Saturday, July 2, 2016

7/2 - Keramaikos, Acropolis Museum

I woke up before my very early alarm somehow and headed out to the porch. Asia and I did some calisthenic workouts before I headed back to shower before breakfast. Breakfast was the standard affair of yogurt with granola and honey, water, juice, and bread with butter. We set off walking at 7:45 for the Keramaikos, which is just north of the Agora. Along the way, the group found ourselves escorted by a stray dog with the tendency to bark at cars. Fascinatingly, as we approached the north side of the Agora, the excavation dogs came out and actually ran off our stray. One of them, Ulysses, is a big German Shepard looking dog with surprisingly blond fur. I'd estimate him at 70 lbs easy. He followed us around the site too. I guess he's just used to archaeological visits, but he also didn't escort the other tour groups that I saw.


Rex, our constant companion around the Agora and Keramaikos. He appeared many times on the trip.

We were joined by bioarchaeologist Dr. Maria Liston, who also lectured to us at Thorikos during the first week of the program. The Keramaikos is a an area with various uses. It sits astride what would have been the old city walls. There are many tombs in the area and according to Amy, the name does not come from the Greek word that gives us "ceramic" but from someone's actual name.
=-=-=-=-=
» **Problems to solve**:
(a) Copy the section of the July 2 journal entry starting at "Saturday, July 2, 2016" and ending at "that I saw.".
(b) Carry on the July 2 journal entry about the Keramaikos visit from the point where it stops.

[Data extracted from a collection]
=-=-=-=-=
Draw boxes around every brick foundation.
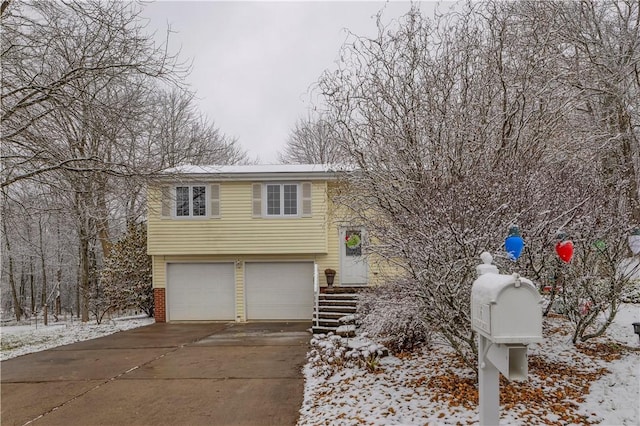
[153,288,167,322]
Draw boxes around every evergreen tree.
[101,223,154,316]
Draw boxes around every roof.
[163,164,337,180]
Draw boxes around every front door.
[340,227,369,285]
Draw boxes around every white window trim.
[262,182,302,219]
[171,183,211,220]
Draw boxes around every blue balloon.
[504,235,524,262]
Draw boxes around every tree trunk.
[2,213,22,321]
[78,227,90,322]
[38,219,49,325]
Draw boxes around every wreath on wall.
[345,233,362,249]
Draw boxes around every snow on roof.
[164,164,335,175]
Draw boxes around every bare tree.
[279,116,347,164]
[318,2,638,365]
[0,1,184,186]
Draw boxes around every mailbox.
[471,252,542,426]
[471,253,542,345]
=-=-=-=-=
» **Responses**:
(a)
Saturday, July 2, 2016

7/2 - Keramaikos, Acropolis Museum

I woke up before my very early alarm somehow and headed out to the porch. Asia and I did some calisthenic workouts before I headed back to shower before breakfast. Breakfast was the standard affair of yogurt with granola and honey, water, juice, and bread with butter. We set off walking at 7:45 for the Keramaikos, which is just north of the Agora. Along the way, the group found ourselves escorted by a stray dog with the tendency to bark at cars. Fascinatingly, as we approached the north side of the Agora, the excavation dogs came out and actually ran off our stray. One of them, Ulysses, is a big German Shepard looking dog with surprisingly blond fur. I'd estimate him at 70 lbs easy. He followed us around the site too. I guess he's just used to archaeological visits, but he also didn't escort the other tour groups that I saw.

(b)
The highlight and simultaneously maddening part of the site is the Spartan tomb. Filled with 13 skeletons of Spartans killed during the years of the 30 Tyrants, we actually have the names of the men in the tomb from an account from Xenophon. Two were prominent leaders and the surviving inscription on the tomb corresponds with the names given in the written sources. This is the only marked grave for Spartans known. The maddening part of the tombs is that the skeletons have never been properly studied. Dr. Liston explained to us that there is a German archaeologist  who hasn't written anything in 40 years who still technically has a the "right" to the bones. Dr. Liston was hopeful that she would be able to examine in the next couple years however.


The Tomb of the Lacedaemonians.

Then we found a shady spot and talked about the plague that struck Athens between 430 and 426 BCE. We have an extensive description of the symptoms from Thucydides. A plague pit was found far from the walls on the site of the Keramaikos filled with bodies as well. While modern medical science has never fully pinpointed what caused the plague, the most recent analysis points towards small pox in conjunction with typhus.

After a quick tour of the museum on site, we returned to the school, stopping for a quick gelato on the way. The ice cream here is fantastic and anyone traveling to Greece should certainly indulge themselves a little bit.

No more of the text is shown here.